---------- Extracted information ----------
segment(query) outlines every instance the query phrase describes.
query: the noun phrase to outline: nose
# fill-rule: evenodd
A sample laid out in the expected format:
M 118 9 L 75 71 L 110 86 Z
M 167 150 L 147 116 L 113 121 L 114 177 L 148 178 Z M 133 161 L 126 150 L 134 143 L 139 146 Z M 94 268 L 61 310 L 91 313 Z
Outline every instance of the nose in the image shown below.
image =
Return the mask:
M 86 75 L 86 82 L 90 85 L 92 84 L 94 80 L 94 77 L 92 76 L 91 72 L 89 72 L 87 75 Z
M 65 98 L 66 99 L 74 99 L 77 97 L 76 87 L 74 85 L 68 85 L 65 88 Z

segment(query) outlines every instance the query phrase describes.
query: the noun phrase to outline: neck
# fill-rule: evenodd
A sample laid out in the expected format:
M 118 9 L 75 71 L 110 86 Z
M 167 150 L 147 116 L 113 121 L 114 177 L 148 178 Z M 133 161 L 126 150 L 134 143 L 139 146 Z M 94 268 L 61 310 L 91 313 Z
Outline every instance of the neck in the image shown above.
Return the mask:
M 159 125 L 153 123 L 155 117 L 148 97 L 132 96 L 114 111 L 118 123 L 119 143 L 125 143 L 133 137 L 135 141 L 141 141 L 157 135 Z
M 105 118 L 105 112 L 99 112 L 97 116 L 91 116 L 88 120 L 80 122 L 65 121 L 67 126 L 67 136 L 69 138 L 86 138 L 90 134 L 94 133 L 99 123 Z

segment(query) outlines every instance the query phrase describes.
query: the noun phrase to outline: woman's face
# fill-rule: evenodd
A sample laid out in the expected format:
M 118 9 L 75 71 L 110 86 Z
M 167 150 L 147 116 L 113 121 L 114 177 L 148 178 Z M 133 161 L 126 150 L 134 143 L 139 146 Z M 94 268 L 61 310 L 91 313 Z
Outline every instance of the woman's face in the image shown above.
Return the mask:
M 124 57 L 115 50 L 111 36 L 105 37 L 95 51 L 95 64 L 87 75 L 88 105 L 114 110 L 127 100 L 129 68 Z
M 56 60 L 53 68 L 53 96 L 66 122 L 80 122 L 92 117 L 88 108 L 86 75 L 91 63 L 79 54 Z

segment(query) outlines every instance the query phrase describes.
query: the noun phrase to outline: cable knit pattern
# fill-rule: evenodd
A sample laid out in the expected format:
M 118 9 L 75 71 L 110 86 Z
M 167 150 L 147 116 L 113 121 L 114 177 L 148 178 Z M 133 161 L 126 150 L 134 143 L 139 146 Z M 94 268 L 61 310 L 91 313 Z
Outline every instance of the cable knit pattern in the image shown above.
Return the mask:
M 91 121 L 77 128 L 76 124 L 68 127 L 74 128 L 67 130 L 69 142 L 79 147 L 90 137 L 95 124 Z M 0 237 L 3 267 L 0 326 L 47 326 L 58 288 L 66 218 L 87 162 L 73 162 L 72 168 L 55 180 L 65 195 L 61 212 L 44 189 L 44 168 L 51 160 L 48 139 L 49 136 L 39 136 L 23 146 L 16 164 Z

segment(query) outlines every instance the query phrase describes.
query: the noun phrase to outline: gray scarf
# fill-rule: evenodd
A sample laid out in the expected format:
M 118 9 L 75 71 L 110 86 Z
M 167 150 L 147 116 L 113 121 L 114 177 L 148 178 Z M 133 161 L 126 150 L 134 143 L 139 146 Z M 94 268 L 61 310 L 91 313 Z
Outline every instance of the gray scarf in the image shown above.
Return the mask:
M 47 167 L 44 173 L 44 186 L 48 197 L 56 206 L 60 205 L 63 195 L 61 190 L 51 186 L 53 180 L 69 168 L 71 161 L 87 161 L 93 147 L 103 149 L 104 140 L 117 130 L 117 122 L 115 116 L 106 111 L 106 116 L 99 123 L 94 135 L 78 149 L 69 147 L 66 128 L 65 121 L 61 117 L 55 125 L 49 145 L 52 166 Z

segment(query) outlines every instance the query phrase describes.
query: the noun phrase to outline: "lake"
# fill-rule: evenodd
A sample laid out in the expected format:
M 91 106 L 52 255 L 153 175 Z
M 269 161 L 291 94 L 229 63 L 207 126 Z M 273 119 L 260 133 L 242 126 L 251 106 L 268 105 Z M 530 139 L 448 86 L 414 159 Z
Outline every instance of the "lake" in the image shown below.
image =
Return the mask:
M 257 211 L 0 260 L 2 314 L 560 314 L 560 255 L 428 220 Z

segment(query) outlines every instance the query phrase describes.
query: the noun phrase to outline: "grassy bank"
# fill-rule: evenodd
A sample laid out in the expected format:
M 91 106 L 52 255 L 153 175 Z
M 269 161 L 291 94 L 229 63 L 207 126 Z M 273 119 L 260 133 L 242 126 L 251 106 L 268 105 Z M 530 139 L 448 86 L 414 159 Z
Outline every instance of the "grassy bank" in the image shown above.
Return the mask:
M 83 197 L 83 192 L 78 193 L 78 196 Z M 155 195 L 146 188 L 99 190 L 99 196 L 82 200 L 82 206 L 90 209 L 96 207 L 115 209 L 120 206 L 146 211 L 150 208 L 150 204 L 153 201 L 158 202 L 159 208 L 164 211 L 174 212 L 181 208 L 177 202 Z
----------
---------- Extracted information ----------
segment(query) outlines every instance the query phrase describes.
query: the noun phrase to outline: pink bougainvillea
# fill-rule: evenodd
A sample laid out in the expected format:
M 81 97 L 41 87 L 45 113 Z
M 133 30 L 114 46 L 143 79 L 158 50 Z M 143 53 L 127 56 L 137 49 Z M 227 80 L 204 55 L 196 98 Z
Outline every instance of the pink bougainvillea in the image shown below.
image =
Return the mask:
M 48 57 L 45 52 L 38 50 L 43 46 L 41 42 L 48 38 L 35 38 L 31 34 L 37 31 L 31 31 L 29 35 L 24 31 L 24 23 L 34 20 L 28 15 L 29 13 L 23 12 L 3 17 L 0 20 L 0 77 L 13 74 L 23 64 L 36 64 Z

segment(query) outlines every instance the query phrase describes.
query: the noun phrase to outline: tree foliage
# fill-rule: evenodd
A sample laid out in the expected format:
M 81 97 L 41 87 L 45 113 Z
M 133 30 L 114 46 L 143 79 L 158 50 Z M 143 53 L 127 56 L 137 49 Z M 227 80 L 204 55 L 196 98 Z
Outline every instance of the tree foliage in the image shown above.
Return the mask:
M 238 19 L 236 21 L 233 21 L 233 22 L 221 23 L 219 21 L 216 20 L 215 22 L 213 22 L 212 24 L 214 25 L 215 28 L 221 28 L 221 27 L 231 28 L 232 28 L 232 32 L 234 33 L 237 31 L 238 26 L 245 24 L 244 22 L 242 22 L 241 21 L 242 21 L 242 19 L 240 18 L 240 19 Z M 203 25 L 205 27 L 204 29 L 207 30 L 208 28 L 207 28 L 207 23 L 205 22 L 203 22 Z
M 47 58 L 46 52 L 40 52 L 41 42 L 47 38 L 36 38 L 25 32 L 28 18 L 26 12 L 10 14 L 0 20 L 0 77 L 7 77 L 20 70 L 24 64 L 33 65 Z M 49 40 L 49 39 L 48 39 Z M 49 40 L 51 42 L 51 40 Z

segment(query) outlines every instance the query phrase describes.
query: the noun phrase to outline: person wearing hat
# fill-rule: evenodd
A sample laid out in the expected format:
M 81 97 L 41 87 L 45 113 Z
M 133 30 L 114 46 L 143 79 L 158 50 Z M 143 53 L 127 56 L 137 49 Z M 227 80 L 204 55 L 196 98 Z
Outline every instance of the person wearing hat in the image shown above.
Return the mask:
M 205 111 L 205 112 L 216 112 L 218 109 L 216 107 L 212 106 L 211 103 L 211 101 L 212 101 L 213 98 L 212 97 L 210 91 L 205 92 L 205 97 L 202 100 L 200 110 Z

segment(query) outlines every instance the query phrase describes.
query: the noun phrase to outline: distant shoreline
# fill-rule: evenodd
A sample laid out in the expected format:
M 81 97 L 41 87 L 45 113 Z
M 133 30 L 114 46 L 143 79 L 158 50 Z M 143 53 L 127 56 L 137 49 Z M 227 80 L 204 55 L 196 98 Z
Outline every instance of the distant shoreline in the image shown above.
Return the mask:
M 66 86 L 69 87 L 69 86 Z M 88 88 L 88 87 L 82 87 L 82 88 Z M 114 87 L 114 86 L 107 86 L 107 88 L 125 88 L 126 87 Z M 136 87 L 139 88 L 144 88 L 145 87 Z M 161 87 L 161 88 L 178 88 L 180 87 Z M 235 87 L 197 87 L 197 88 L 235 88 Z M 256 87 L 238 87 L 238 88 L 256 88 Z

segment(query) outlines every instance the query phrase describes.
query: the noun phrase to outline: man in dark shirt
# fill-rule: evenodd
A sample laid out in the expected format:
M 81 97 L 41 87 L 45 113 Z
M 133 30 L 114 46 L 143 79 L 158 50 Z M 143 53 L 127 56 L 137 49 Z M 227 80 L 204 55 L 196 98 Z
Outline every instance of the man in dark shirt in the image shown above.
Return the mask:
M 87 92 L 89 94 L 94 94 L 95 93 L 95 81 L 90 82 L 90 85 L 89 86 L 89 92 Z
----------
▶ [Required task]:
Report every line of the data that contains the word "shirt", copying each such line in full.

▶ [Correct response]:
query: the noun phrase to outline: man in dark shirt
Outline every instance of the man in dark shirt in the image shown above.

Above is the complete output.